> Extrait du document
25      En troisième lieu, il en va de même en ce qui concerne la prétendue violation irrémédiable de la confidentialité en application de l’article 15, paragraphe 3, du règlement 2022/1925.

26      À cet égard, premièrement, il y a lieu d’observer que cette disposition impose simplement au contrôleur d’accès de publier « un aperçu », élaboré par le contrôleur d’accès lui‑même, qui peut en outre « tenir compte de la nécessité que ses secrets d’affaires ne soient pas divulgués ». Un aperçu est forcément moins détaillé et contient moins d’informations spécifiques que le document qu’il est supposé résumer. Abstraction faite de toute occultation fondée sur la confidentialité, l’élaboration d’un simple « aperçu » signifie nécessairement que le contrôleur d’accès peut synthétiser les informations contenues dans la description ayant fait l’objet d’un audit, pour autant que les objectifs de la publication visés à l’article 15, paragraphe 3, du règlement 2022/1925 soient atteints.

27      Deuxièmement, aucun risque réel pour la confidentialité ne saurait non plus être déduit des arguments de la requérante.

28      En effet, la protection des secrets d’affaires est explicitement garantie par l’article 15, paragraphe 3, du règlement 2022/1925. S’il est vrai que cette disposition ne vise pas les informations confidentielles autres que les secrets d’affaires, il n’en demeure pas moins que la Commission a expliqué, dans ses observations sur la demande en référé, que ces informations bénéficient de la même protection, en renvoyant à cet égard au modèle final de communication au titre de l’article 15 du règlement 2022/1925. Ce modèle, qui a été mis à jour le 12 décembre 2023, prévoit, en son point 6.1., que l’aperçu non confidentiel prévu à l’article 15, paragraphe 3, du règlement 2022/1925 permet au contrôleur d’accès, le cas échéant, de résumer et d’omettre des informations de la description, notamment afin de tenir compte de la nécessité de protéger les secrets d’affaires ou d’autres informations confidentielles. L’expression « aperçu non confidentiel » indique ainsi que des informations confidentielles de toute nature pourront être omises de l’aperçu.

29      En outre, l’argument de la requérante selon lequel la mise en œuvre de l’obligation instituée par l’article 15, paragraphe 3, du règlement 2022/1925, réserverait à la Commission une marge d’appréciation pour décider des parties de l’aperçu qui seraient confidentielles, est de nature spéculative et hypothétique à ce stade et ne saurait donc être accueilli pour démontrer l’urgence dans le cadre de la présente procédure de référé.

30      En effet, conformément à l’article 15, paragraphe 3, du règlement 2022/1925, il appartient à la requérante et non à la Commission d’établir et de publier la version non confidentielle de l’aperçu. Si la Commission peut infliger des sanctions aux contrôleurs d’accès en cas de non‑respect des obligations qui leur incombent en vertu du règlement 2022/1925, elle devra suivre les procédures spécifiquement prévues à cette fin. Les sanctions qu’elle infligera le cas échéant seront susceptibles de faire l’objet d’un contrôle juridictionnel.

31      Troisièmement, force est de constater que la requérante n’a pas démontré, à suffisance de droit, que le risque allégué de divulgation d’informations confidentielles donnerait lieu à un préjudice grave et irréparable.

> Consignes
1/ Répondez aux questions suivantes d'après l'extrait relatif à l'article 15 du règlement 2022/1925 :
(a) À quelle date le modèle final de communication a-t-il été mis à jour ?
(b) À qui appartient-il d'établir et de publier la version non confidentielle de l'aperçu ?
(c) Quel point de ce modèle permet au contrôleur d'accès de résumer et d'omettre des informations de la description ?
2/ Citez fidèlement le passage de l'extrait relatif à l'article 15 du règlement 2022/1925 allant de « 31      Troisièmement, force est » à « grave et irréparable. ».

> Données fournies
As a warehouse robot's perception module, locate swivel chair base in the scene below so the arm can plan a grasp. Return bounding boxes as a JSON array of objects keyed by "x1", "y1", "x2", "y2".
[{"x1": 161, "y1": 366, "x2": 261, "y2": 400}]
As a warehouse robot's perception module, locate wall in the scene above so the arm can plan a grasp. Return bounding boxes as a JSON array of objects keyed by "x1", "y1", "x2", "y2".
--
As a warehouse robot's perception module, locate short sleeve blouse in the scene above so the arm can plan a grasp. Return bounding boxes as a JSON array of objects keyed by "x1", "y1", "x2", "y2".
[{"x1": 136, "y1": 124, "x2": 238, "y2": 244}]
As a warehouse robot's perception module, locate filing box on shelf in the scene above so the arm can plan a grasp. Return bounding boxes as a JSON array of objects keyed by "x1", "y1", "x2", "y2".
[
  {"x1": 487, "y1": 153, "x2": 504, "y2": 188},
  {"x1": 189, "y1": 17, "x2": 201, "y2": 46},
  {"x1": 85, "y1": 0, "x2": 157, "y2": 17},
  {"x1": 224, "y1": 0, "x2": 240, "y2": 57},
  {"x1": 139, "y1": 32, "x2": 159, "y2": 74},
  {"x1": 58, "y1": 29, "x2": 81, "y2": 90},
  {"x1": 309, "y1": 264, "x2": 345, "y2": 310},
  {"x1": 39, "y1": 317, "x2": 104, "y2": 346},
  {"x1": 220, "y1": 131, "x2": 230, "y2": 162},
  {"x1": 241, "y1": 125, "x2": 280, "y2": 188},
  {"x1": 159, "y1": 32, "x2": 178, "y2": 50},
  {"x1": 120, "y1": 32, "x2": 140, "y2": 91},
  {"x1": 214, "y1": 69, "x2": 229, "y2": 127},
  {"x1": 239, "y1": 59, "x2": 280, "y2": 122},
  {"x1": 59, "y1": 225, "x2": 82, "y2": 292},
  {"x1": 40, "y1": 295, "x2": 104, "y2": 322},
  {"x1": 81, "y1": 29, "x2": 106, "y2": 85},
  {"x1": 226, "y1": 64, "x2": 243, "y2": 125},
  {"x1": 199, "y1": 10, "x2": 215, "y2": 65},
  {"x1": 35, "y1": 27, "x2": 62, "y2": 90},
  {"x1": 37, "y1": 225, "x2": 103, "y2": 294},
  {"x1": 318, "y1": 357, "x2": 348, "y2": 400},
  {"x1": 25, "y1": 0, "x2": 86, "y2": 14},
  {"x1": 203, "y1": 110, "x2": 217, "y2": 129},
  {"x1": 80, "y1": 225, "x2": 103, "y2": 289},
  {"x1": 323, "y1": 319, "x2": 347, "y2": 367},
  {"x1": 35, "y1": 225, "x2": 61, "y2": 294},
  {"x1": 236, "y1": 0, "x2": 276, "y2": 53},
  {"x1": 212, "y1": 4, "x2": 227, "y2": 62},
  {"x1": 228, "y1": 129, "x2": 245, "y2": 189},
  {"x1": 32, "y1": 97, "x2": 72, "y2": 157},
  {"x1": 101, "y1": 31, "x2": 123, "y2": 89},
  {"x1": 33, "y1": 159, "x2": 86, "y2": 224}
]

> Résultats attendus
1/
(a) Le 12 décembre 2023.
(b) À la requérante, et non à la Commission.
(c) Le point 6.1.

2/
31      Troisièmement, force est de constater que la requérante n’a pas démontré, à suffisance de droit, que le risque allégué de divulgation d’informations confidentielles donnerait lieu à un préjudice grave et irréparable.